**WHAT YOU WILL DO:**
Only the lines from the one containing "of the shadow" to the end of the records belong in the output; print them exactly.

**RAW DATA:**

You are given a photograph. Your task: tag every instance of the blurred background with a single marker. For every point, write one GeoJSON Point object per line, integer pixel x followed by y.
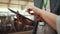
{"type": "Point", "coordinates": [8, 22]}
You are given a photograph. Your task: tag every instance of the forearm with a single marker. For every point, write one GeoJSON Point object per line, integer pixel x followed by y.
{"type": "Point", "coordinates": [48, 17]}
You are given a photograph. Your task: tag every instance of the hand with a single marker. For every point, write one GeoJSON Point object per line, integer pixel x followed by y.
{"type": "Point", "coordinates": [35, 12]}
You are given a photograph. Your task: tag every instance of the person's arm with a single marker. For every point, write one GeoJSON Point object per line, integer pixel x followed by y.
{"type": "Point", "coordinates": [47, 16]}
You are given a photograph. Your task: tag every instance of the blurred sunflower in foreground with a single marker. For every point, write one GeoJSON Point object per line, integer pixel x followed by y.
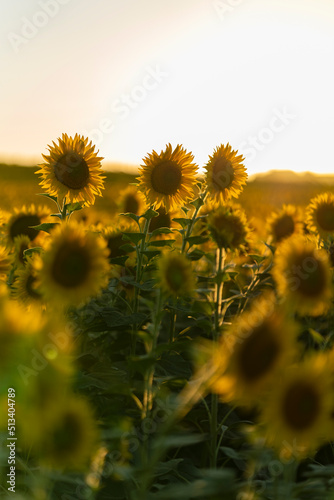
{"type": "Point", "coordinates": [320, 214]}
{"type": "Point", "coordinates": [21, 220]}
{"type": "Point", "coordinates": [303, 276]}
{"type": "Point", "coordinates": [168, 179]}
{"type": "Point", "coordinates": [253, 350]}
{"type": "Point", "coordinates": [226, 174]}
{"type": "Point", "coordinates": [285, 223]}
{"type": "Point", "coordinates": [297, 412]}
{"type": "Point", "coordinates": [72, 170]}
{"type": "Point", "coordinates": [74, 266]}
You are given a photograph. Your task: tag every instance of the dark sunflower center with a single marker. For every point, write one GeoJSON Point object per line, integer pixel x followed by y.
{"type": "Point", "coordinates": [325, 217]}
{"type": "Point", "coordinates": [114, 243]}
{"type": "Point", "coordinates": [161, 220]}
{"type": "Point", "coordinates": [283, 227]}
{"type": "Point", "coordinates": [72, 170]}
{"type": "Point", "coordinates": [21, 226]}
{"type": "Point", "coordinates": [310, 275]}
{"type": "Point", "coordinates": [166, 177]}
{"type": "Point", "coordinates": [31, 290]}
{"type": "Point", "coordinates": [258, 354]}
{"type": "Point", "coordinates": [175, 276]}
{"type": "Point", "coordinates": [222, 174]}
{"type": "Point", "coordinates": [131, 204]}
{"type": "Point", "coordinates": [301, 406]}
{"type": "Point", "coordinates": [71, 266]}
{"type": "Point", "coordinates": [67, 437]}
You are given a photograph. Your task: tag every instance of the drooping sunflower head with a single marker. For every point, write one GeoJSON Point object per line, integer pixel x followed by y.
{"type": "Point", "coordinates": [132, 201]}
{"type": "Point", "coordinates": [74, 266]}
{"type": "Point", "coordinates": [320, 215]}
{"type": "Point", "coordinates": [71, 436]}
{"type": "Point", "coordinates": [303, 276]}
{"type": "Point", "coordinates": [168, 179]}
{"type": "Point", "coordinates": [72, 169]}
{"type": "Point", "coordinates": [26, 285]}
{"type": "Point", "coordinates": [175, 274]}
{"type": "Point", "coordinates": [20, 222]}
{"type": "Point", "coordinates": [253, 351]}
{"type": "Point", "coordinates": [228, 227]}
{"type": "Point", "coordinates": [5, 263]}
{"type": "Point", "coordinates": [285, 223]}
{"type": "Point", "coordinates": [226, 174]}
{"type": "Point", "coordinates": [297, 411]}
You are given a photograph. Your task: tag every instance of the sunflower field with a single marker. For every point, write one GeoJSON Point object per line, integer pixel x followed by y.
{"type": "Point", "coordinates": [177, 343]}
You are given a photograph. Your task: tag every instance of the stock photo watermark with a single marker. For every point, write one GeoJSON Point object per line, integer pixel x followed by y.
{"type": "Point", "coordinates": [122, 107]}
{"type": "Point", "coordinates": [30, 27]}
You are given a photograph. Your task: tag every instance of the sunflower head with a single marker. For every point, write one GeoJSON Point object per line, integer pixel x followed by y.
{"type": "Point", "coordinates": [228, 227]}
{"type": "Point", "coordinates": [71, 436]}
{"type": "Point", "coordinates": [226, 174]}
{"type": "Point", "coordinates": [20, 222]}
{"type": "Point", "coordinates": [285, 223]}
{"type": "Point", "coordinates": [303, 276]}
{"type": "Point", "coordinates": [26, 284]}
{"type": "Point", "coordinates": [320, 214]}
{"type": "Point", "coordinates": [175, 274]}
{"type": "Point", "coordinates": [74, 266]}
{"type": "Point", "coordinates": [72, 169]}
{"type": "Point", "coordinates": [254, 349]}
{"type": "Point", "coordinates": [168, 179]}
{"type": "Point", "coordinates": [297, 411]}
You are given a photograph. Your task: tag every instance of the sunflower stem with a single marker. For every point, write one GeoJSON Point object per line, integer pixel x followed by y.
{"type": "Point", "coordinates": [220, 260]}
{"type": "Point", "coordinates": [192, 222]}
{"type": "Point", "coordinates": [140, 249]}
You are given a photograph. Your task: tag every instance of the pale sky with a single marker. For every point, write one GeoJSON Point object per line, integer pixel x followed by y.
{"type": "Point", "coordinates": [135, 75]}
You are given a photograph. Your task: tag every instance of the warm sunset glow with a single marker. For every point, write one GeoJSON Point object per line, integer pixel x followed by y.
{"type": "Point", "coordinates": [136, 75]}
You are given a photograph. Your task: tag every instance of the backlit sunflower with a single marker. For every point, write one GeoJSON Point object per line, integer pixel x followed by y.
{"type": "Point", "coordinates": [26, 286]}
{"type": "Point", "coordinates": [175, 274]}
{"type": "Point", "coordinates": [74, 266]}
{"type": "Point", "coordinates": [320, 214]}
{"type": "Point", "coordinates": [168, 179]}
{"type": "Point", "coordinates": [226, 174]}
{"type": "Point", "coordinates": [297, 411]}
{"type": "Point", "coordinates": [71, 437]}
{"type": "Point", "coordinates": [21, 220]}
{"type": "Point", "coordinates": [228, 227]}
{"type": "Point", "coordinates": [5, 262]}
{"type": "Point", "coordinates": [285, 223]}
{"type": "Point", "coordinates": [132, 200]}
{"type": "Point", "coordinates": [303, 276]}
{"type": "Point", "coordinates": [72, 170]}
{"type": "Point", "coordinates": [253, 350]}
{"type": "Point", "coordinates": [21, 243]}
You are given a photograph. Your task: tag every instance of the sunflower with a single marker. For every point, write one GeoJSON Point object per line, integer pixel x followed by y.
{"type": "Point", "coordinates": [303, 276]}
{"type": "Point", "coordinates": [21, 221]}
{"type": "Point", "coordinates": [72, 170]}
{"type": "Point", "coordinates": [74, 266]}
{"type": "Point", "coordinates": [253, 350]}
{"type": "Point", "coordinates": [5, 262]}
{"type": "Point", "coordinates": [25, 287]}
{"type": "Point", "coordinates": [285, 223]}
{"type": "Point", "coordinates": [70, 437]}
{"type": "Point", "coordinates": [175, 274]}
{"type": "Point", "coordinates": [320, 214]}
{"type": "Point", "coordinates": [226, 174]}
{"type": "Point", "coordinates": [168, 179]}
{"type": "Point", "coordinates": [132, 201]}
{"type": "Point", "coordinates": [228, 227]}
{"type": "Point", "coordinates": [297, 411]}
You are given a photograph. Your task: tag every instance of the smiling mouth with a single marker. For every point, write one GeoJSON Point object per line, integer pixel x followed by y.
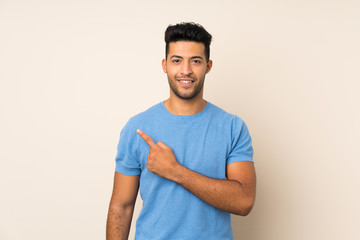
{"type": "Point", "coordinates": [186, 81]}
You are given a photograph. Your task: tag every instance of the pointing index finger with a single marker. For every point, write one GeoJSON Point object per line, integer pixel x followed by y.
{"type": "Point", "coordinates": [146, 138]}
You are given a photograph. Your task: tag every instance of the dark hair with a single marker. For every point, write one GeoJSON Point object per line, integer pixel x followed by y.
{"type": "Point", "coordinates": [188, 31]}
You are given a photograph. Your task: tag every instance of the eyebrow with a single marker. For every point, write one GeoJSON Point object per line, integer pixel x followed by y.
{"type": "Point", "coordinates": [177, 56]}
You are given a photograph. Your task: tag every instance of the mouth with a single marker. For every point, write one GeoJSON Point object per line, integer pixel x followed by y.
{"type": "Point", "coordinates": [185, 82]}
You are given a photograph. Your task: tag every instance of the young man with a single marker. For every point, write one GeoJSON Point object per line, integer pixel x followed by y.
{"type": "Point", "coordinates": [192, 160]}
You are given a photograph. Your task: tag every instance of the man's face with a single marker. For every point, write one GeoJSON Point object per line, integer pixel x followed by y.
{"type": "Point", "coordinates": [186, 67]}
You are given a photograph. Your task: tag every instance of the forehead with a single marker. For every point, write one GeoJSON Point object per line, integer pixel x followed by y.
{"type": "Point", "coordinates": [186, 48]}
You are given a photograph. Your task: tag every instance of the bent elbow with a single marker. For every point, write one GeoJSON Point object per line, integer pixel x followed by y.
{"type": "Point", "coordinates": [244, 209]}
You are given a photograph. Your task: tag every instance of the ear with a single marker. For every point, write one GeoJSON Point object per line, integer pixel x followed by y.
{"type": "Point", "coordinates": [163, 63]}
{"type": "Point", "coordinates": [209, 66]}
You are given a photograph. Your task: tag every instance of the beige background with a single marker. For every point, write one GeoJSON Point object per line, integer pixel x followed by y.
{"type": "Point", "coordinates": [73, 72]}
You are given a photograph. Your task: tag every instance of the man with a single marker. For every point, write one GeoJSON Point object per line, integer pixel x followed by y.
{"type": "Point", "coordinates": [192, 160]}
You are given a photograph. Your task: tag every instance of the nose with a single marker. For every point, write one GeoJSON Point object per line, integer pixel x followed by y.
{"type": "Point", "coordinates": [186, 68]}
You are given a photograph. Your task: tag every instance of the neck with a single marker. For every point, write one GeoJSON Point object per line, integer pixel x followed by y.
{"type": "Point", "coordinates": [180, 106]}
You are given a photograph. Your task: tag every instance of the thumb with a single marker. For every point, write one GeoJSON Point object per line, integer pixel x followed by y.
{"type": "Point", "coordinates": [161, 144]}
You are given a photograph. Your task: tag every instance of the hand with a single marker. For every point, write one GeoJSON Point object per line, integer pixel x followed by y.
{"type": "Point", "coordinates": [161, 158]}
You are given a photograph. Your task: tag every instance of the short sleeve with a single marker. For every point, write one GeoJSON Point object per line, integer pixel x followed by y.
{"type": "Point", "coordinates": [126, 159]}
{"type": "Point", "coordinates": [241, 146]}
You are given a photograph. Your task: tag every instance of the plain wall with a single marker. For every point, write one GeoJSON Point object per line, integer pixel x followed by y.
{"type": "Point", "coordinates": [73, 72]}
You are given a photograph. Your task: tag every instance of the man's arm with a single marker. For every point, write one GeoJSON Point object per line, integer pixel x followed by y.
{"type": "Point", "coordinates": [236, 194]}
{"type": "Point", "coordinates": [121, 206]}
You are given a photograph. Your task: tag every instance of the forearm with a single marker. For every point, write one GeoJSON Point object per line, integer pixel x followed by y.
{"type": "Point", "coordinates": [227, 195]}
{"type": "Point", "coordinates": [118, 222]}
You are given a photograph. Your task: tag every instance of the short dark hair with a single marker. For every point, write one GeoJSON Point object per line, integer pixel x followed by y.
{"type": "Point", "coordinates": [188, 31]}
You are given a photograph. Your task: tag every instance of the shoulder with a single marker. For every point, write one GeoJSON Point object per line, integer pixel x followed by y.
{"type": "Point", "coordinates": [224, 116]}
{"type": "Point", "coordinates": [146, 115]}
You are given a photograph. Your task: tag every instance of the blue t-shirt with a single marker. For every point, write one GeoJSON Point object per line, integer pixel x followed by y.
{"type": "Point", "coordinates": [205, 143]}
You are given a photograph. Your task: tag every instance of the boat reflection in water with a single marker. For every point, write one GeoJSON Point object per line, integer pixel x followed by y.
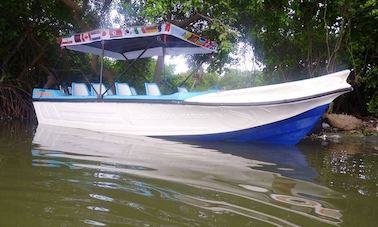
{"type": "Point", "coordinates": [206, 182]}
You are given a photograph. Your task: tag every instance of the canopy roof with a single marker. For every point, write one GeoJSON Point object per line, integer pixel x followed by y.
{"type": "Point", "coordinates": [130, 43]}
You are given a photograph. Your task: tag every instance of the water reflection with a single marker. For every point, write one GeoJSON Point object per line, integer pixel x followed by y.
{"type": "Point", "coordinates": [173, 182]}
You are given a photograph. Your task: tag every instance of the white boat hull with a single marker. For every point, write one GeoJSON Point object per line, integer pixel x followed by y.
{"type": "Point", "coordinates": [197, 116]}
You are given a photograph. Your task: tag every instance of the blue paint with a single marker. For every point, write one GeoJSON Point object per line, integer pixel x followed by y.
{"type": "Point", "coordinates": [288, 131]}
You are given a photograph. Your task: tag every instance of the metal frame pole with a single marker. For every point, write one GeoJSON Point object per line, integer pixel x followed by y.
{"type": "Point", "coordinates": [99, 95]}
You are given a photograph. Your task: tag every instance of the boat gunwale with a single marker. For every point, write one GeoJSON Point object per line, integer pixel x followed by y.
{"type": "Point", "coordinates": [183, 102]}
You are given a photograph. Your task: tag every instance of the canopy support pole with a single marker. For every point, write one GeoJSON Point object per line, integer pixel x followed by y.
{"type": "Point", "coordinates": [130, 65]}
{"type": "Point", "coordinates": [100, 95]}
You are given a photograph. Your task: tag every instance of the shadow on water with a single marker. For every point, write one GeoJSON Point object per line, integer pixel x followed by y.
{"type": "Point", "coordinates": [75, 177]}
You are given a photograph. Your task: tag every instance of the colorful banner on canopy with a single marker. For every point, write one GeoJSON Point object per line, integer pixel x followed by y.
{"type": "Point", "coordinates": [136, 32]}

**RESPONSE TO THIS EXERCISE:**
You are given a photograph. Your task: tag every instance of the shadow on water with a single marker. For every point, write one GeoJSON Point object per line, integer pixel x followed by y.
{"type": "Point", "coordinates": [75, 177]}
You are given a photograph. Your task: tag every instance of the colorful banner on canopy with a single marker. For every point, write one GeoJSON Point object per line, integer pixel x followed by y.
{"type": "Point", "coordinates": [136, 32]}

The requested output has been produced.